→ Task goal: Write down the listing again exactly as it appears below, without its pictures.

→ Study material:
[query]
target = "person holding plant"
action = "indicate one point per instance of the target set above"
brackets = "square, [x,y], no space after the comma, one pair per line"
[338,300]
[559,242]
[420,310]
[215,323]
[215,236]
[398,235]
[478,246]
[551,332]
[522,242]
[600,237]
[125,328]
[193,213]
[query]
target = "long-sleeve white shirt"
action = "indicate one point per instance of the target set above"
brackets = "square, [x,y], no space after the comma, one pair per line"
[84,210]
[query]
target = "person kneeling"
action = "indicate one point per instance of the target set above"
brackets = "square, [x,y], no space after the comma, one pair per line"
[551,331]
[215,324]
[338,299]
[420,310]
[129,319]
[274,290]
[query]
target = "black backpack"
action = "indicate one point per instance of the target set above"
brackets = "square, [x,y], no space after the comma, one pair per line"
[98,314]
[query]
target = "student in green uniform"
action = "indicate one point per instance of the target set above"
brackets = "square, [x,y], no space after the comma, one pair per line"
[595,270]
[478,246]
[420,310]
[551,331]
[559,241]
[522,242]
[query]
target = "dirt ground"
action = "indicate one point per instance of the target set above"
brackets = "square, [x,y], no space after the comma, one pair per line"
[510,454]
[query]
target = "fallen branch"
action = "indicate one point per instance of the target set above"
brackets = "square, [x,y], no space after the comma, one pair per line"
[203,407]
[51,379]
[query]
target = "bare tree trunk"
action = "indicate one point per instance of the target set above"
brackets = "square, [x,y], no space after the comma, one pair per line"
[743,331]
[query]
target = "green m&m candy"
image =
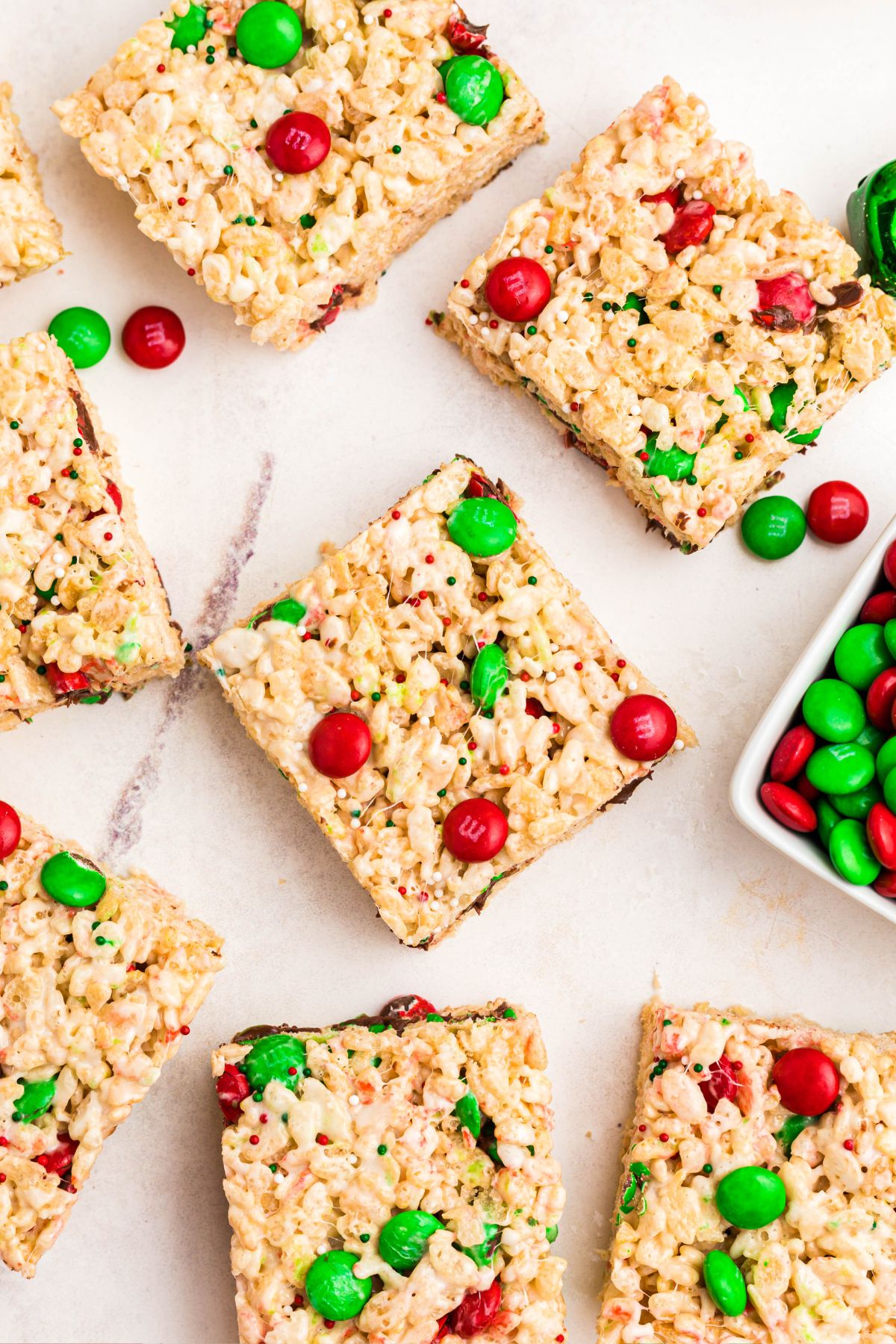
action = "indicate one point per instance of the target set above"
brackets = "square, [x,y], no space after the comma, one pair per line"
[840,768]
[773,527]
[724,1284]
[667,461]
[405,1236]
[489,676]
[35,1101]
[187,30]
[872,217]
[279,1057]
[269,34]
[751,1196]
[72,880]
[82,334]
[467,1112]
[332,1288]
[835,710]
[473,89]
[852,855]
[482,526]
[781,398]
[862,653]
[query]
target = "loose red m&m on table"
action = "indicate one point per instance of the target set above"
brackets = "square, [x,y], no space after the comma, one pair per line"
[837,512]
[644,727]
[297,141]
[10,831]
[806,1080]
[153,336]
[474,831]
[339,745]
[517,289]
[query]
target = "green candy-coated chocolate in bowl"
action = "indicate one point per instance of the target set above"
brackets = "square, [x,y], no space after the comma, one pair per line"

→ Output below:
[query]
target = "person holding plant"
action = "indicate one point per instance of the target set above"
brackets = "square, [x,y], no space after the comma, one pair per line"
[338,300]
[559,242]
[420,310]
[215,323]
[215,236]
[398,235]
[478,246]
[551,332]
[522,242]
[600,237]
[125,328]
[193,213]
[query]
target = "long-sleeve white shirt"
action = "indicate one point per instance of the target set above"
brackets = "square, [x,y], no space after the comma, one pair per line"
[84,210]
[query]
target = "person kneeling"
action = "indicate one point per instance of the target set above"
brackets = "square, [x,y], no space after the comma, one pair per line"
[551,331]
[215,324]
[338,299]
[420,310]
[129,319]
[274,290]
[query]
target = "black backpack"
action = "indicate one point per instance of the target set above"
brackets = "square, [x,y], no space after the comma, one pair per line"
[98,314]
[query]
target = "student in green uniform"
action = "indicate one point per instance of the target set above"
brackets = "square, [x,y], no space after the comma, one pair per line"
[595,270]
[478,246]
[420,310]
[551,331]
[559,241]
[522,242]
[query]
target = "dirt ground"
action = "indicate one point per instance of the target set above"
brackets = "square, [x,y], no space after the comma, one pair per line"
[510,454]
[query]
target = "fallen branch"
action = "indicate one point per instance of the target set above"
brackets = "square, [x,y], no space after the comma, one pair per line"
[203,407]
[51,379]
[query]
target = "bare tree trunk"
action = "indicate one point per instance of the target set above"
brackets = "square, [x,y], no space after the comma, one pair per line"
[743,331]
[query]
target = "green m&m candy"
image =
action = "indicate one point per instance of the target set above"
brackets = "square, [x,y], no space after the comma, one pair per line"
[840,768]
[773,527]
[724,1284]
[667,461]
[405,1236]
[489,676]
[35,1101]
[187,30]
[872,217]
[279,1057]
[269,34]
[751,1196]
[72,880]
[82,334]
[467,1112]
[332,1288]
[835,710]
[473,89]
[852,855]
[482,526]
[781,398]
[862,653]
[query]
target = "loose red m&m on table"
action = "indicate one point per instance of the target set above"
brackets = "square, [x,y], no space after the comma, one pair per line"
[837,512]
[644,727]
[297,141]
[10,831]
[806,1080]
[153,336]
[474,831]
[339,745]
[517,289]
[query]
target = "green candy-coated chocolate in bowl"
action = "indicate one point per instance of the target set above"
brackets = "square, [x,y], no space after the comma, one pair per line"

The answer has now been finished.